Consigne écrite: Mettez dans une liste JSON de chaînes les lignes allant de celle qui contient « Place one point on every instance of the bed in » à celle qui contient « [(236, 183), (429, 177)] », ces deux lignes comprises. Prévoyez une chaîne par ligne et omettez les lignes vides.

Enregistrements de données
-=-=-

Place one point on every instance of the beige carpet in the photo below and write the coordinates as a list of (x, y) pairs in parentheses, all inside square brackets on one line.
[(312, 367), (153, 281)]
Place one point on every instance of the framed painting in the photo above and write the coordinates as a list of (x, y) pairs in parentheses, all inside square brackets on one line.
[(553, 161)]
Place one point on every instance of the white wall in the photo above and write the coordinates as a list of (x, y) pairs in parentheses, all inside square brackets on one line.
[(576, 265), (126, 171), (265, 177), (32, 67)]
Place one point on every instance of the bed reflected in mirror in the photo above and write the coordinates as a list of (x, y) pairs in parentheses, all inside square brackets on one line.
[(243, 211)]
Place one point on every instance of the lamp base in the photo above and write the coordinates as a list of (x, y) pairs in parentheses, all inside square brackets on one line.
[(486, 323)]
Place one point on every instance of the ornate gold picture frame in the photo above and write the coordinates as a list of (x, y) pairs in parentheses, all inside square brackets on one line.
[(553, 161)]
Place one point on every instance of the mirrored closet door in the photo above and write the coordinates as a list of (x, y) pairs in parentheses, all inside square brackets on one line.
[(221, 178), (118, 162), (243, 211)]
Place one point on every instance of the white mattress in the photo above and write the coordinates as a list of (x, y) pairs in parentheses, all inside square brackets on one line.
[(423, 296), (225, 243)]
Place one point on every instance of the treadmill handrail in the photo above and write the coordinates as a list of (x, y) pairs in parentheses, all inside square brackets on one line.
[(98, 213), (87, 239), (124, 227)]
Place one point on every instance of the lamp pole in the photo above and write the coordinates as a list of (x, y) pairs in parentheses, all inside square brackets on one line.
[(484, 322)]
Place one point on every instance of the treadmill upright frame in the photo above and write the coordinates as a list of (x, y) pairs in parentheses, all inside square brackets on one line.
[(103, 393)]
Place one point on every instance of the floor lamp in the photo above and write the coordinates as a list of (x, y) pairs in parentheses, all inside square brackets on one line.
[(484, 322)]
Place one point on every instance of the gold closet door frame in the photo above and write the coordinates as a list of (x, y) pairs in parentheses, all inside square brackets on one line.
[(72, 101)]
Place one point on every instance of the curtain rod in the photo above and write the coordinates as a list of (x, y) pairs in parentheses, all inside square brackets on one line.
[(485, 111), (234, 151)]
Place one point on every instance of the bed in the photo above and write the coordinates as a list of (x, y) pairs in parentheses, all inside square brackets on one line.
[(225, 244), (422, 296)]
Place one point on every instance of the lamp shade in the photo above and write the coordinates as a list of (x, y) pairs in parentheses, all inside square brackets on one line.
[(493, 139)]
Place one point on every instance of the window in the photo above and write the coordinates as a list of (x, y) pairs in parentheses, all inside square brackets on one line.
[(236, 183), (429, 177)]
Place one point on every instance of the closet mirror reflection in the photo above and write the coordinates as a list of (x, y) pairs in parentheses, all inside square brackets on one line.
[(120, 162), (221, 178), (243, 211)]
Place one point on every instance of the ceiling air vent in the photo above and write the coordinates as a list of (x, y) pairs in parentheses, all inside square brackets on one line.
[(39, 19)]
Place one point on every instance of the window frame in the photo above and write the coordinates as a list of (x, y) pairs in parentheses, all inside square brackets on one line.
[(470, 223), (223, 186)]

-=-=-

Résultat:
[
  "Place one point on every instance of the bed in the photo above and write the coordinates as a list of (x, y) pairs in parentheses, all inside square brackets on one line.",
  "[(225, 244), (422, 296)]",
  "Place one point on every instance of the lamp shade in the photo above and write the coordinates as a list of (x, y) pairs in parentheses, all inside square brackets on one line.",
  "[(493, 139)]",
  "Place one point on every instance of the window in the photo above and write the coordinates as a list of (x, y) pairs in parentheses, all inside square brackets on one line.",
  "[(236, 183), (429, 177)]"
]